◆ Problem description ◆
State the number of lines in the data below that contain the word "neck". Give only the number.

◆ Record excerpts ◆
━━━━━━━━
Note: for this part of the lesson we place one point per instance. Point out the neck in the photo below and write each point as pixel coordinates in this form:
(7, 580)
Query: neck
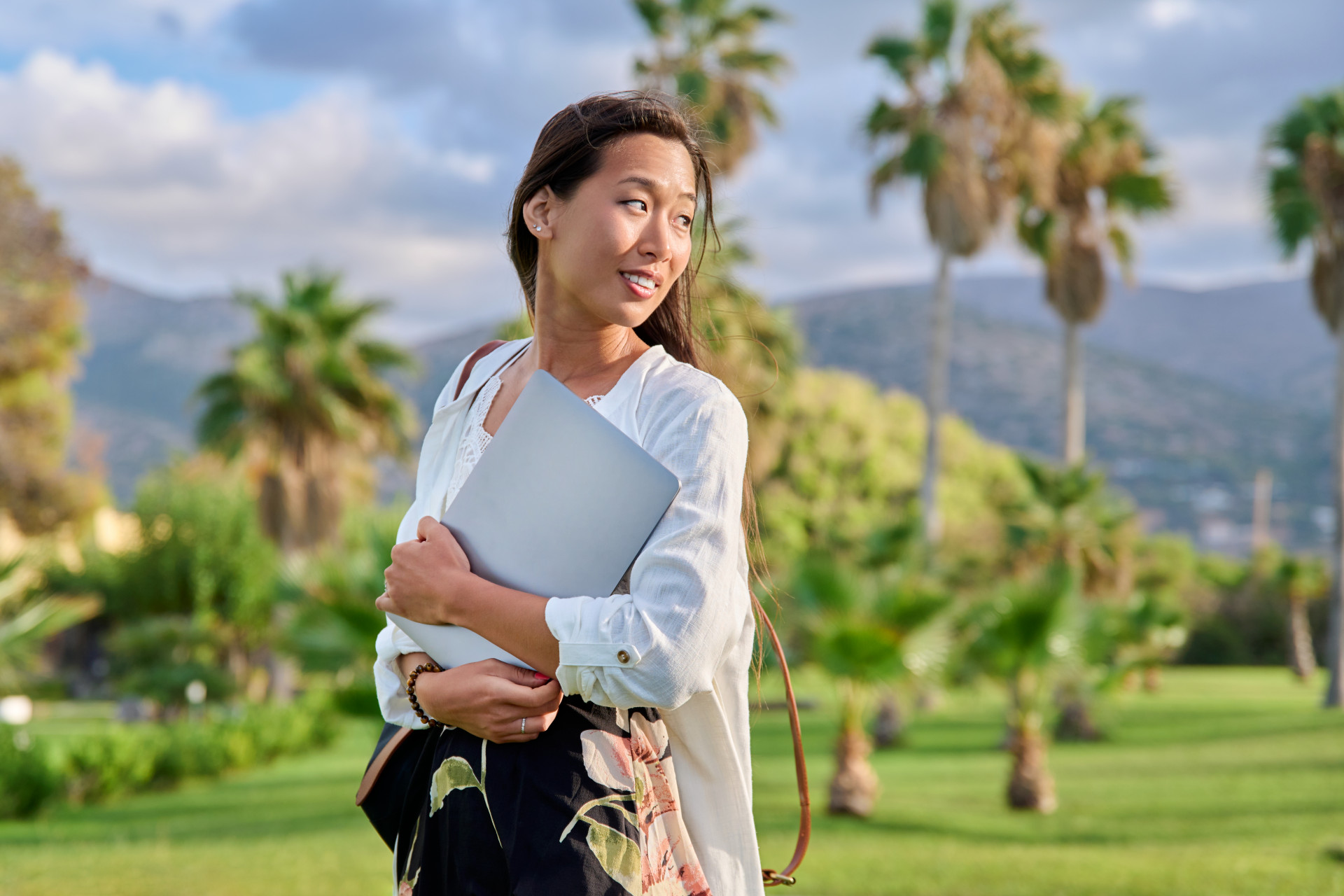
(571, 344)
━━━━━━━━
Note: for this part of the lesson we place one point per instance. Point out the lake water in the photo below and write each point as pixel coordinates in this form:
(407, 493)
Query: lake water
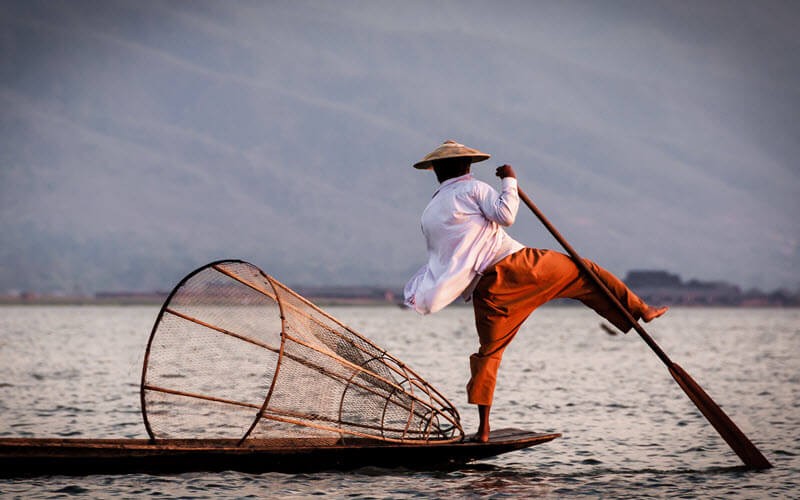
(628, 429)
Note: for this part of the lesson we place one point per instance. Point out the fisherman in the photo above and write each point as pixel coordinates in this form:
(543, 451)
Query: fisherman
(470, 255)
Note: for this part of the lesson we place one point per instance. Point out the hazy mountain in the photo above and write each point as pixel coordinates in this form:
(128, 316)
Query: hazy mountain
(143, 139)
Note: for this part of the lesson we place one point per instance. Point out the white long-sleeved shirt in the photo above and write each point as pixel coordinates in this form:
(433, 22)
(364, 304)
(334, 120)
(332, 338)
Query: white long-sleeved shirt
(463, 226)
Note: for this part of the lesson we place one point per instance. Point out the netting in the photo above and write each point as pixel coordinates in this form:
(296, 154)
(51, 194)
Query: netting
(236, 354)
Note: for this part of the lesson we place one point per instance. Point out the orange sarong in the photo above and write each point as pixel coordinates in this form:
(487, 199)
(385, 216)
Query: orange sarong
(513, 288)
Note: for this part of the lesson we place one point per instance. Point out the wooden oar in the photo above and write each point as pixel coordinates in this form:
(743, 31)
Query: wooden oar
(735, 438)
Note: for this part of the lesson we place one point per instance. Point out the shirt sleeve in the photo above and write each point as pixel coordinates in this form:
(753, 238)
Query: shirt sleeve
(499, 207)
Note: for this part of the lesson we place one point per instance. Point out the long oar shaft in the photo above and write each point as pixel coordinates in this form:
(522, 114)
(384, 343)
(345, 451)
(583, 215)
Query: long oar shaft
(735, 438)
━━━━━━━━
◆ Full answer ◆
2